EXERCISE PROMPT:
Copy out, unchanged, only the lines of the records that begin with the line containing "[segment] vegetation covered ridge" and run through the line containing "POLYGON ((123 211, 121".

DATA FOR PROCESSING:

----

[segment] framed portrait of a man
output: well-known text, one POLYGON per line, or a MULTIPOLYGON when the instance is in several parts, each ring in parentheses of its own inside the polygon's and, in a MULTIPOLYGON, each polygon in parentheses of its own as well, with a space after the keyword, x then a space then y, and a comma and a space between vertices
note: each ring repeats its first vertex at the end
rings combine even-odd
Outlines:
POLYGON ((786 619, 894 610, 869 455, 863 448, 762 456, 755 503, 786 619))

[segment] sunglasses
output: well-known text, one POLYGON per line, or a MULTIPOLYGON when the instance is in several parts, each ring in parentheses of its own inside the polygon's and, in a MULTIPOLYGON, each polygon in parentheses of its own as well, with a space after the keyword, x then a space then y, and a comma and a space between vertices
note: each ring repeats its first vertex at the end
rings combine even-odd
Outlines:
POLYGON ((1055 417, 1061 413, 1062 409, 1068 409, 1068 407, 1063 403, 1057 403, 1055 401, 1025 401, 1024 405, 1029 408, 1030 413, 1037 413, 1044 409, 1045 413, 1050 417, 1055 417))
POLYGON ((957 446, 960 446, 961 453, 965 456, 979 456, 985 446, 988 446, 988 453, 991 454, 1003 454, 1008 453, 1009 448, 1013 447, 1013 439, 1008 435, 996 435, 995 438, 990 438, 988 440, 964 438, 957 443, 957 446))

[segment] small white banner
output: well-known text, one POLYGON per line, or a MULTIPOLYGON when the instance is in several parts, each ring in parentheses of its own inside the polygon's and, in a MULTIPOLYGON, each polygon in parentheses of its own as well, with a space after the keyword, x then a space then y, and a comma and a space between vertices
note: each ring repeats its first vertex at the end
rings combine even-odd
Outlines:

----

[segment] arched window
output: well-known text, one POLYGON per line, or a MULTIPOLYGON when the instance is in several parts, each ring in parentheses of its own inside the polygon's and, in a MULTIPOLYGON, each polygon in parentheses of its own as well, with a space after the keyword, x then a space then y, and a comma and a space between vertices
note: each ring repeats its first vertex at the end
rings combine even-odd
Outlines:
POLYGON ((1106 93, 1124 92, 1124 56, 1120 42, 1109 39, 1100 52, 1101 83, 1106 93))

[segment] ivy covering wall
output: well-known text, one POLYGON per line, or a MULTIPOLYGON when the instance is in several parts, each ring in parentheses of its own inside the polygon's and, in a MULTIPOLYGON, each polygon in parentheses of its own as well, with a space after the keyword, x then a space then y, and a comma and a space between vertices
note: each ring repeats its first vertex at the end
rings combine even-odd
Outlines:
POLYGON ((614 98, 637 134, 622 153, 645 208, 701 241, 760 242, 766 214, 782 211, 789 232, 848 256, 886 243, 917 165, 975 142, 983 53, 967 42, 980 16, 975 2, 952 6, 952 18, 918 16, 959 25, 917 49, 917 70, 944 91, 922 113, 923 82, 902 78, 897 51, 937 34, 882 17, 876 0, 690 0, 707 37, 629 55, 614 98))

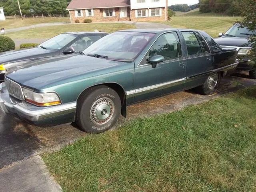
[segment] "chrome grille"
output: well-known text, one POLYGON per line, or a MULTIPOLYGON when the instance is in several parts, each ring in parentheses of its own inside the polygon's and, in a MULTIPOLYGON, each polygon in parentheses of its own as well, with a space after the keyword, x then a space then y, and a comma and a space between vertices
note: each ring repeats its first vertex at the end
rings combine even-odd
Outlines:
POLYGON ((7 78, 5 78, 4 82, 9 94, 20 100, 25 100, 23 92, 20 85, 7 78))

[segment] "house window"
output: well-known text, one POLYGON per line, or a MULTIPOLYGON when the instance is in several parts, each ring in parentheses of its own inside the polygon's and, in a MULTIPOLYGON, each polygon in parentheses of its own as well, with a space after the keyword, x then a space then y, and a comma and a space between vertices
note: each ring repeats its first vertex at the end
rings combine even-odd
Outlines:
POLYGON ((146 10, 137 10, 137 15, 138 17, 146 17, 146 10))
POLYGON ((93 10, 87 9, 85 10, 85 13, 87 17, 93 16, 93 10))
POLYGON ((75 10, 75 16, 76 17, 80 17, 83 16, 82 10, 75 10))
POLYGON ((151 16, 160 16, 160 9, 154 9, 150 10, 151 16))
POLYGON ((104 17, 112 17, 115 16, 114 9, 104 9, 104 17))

----

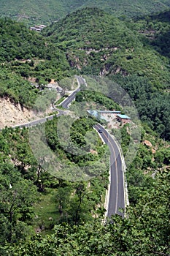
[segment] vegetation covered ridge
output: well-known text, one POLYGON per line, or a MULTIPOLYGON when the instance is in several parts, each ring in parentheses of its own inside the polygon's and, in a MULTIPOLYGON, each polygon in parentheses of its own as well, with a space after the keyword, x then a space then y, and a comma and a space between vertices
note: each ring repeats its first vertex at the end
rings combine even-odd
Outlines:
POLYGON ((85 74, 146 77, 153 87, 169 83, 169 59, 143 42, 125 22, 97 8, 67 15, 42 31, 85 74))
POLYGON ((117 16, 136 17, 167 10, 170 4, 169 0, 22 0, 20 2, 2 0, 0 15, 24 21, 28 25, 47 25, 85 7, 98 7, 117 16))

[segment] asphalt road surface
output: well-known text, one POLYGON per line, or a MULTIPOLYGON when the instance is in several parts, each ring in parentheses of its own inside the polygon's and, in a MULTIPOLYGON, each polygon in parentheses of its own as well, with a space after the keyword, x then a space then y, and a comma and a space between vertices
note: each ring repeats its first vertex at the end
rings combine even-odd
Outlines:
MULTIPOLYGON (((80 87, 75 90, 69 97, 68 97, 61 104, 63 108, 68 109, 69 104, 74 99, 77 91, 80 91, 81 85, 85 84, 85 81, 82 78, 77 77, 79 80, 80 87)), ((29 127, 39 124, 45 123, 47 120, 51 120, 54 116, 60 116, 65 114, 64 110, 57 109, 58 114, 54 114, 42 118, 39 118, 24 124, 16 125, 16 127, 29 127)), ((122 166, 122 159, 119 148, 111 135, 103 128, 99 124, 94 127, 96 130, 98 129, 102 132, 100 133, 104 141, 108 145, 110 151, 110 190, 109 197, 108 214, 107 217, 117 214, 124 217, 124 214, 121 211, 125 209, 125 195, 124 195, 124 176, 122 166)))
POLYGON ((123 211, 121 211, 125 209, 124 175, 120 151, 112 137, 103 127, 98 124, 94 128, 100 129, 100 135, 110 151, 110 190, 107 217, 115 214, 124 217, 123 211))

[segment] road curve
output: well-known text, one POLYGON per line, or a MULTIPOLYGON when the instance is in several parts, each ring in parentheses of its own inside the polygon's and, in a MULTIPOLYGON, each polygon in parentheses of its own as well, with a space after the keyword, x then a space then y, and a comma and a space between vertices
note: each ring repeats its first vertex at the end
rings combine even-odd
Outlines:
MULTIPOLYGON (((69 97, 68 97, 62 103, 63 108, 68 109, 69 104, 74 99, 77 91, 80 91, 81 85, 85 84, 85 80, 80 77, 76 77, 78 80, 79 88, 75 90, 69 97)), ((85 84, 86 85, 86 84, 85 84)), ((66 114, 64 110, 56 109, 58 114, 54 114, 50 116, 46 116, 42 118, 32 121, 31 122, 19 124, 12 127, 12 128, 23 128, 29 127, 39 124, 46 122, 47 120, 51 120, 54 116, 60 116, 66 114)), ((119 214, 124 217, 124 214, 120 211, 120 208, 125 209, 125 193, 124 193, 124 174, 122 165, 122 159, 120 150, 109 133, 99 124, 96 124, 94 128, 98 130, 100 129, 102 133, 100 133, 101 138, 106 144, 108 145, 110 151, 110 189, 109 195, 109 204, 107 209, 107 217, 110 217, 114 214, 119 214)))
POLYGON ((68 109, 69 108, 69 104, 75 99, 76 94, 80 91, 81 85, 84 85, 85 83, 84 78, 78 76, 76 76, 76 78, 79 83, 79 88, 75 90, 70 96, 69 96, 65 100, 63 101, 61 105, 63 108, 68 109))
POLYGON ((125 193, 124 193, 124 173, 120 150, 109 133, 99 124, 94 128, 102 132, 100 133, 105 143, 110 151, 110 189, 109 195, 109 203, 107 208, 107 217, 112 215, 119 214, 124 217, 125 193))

----

WRITTEN SOLUTION:
[segment] vegetation covered ridge
output: well-known text, one POLYGON per line, or a MULTIPOLYGON when the instance is in several parts, each ring in parentheses of its own inside the polygon's and, in a MULTIPOLYGON, each polygon in parentheses of its own as well, with a space after the keyword, x then a space then y, and a comma and a space between vertices
note: each ring repeats its first vertex at the end
rings combine even-odd
Outlines:
POLYGON ((85 74, 146 77, 153 87, 169 83, 169 59, 143 42, 125 22, 97 8, 67 15, 42 31, 85 74))
POLYGON ((117 16, 136 17, 167 10, 170 4, 169 0, 22 0, 20 2, 2 0, 0 15, 24 21, 28 25, 47 25, 85 7, 98 7, 117 16))

[segment] asphalt road surface
output: well-known text, one POLYGON per line, or a MULTIPOLYGON when the instance is in several parts, each ring in parentheses of its own inside the polygon's and, in a MULTIPOLYGON, each polygon in parentheses of its own as well, with a space after the keyword, x then a space then y, and a comma and a space between vertices
note: each ring repeats its first vertex at the end
rings combine even-odd
Outlines:
MULTIPOLYGON (((80 87, 75 90, 69 97, 68 97, 61 104, 63 108, 68 109, 69 104, 74 99, 77 91, 80 91, 81 85, 85 84, 85 81, 82 78, 77 77, 79 80, 80 87)), ((29 127, 39 124, 45 123, 47 120, 51 120, 54 116, 60 116, 65 114, 64 110, 57 109, 58 114, 54 114, 42 118, 39 118, 24 124, 16 125, 16 127, 29 127)), ((122 166, 122 159, 119 148, 111 135, 103 128, 99 124, 94 127, 96 130, 98 129, 102 132, 100 133, 104 141, 108 145, 110 151, 110 190, 109 197, 108 214, 107 217, 117 214, 124 217, 124 214, 121 211, 125 209, 125 195, 124 195, 124 176, 122 166)))
POLYGON ((123 211, 121 211, 125 209, 124 175, 120 151, 112 137, 103 127, 98 124, 94 128, 100 129, 100 135, 110 151, 110 190, 107 217, 115 214, 124 217, 123 211))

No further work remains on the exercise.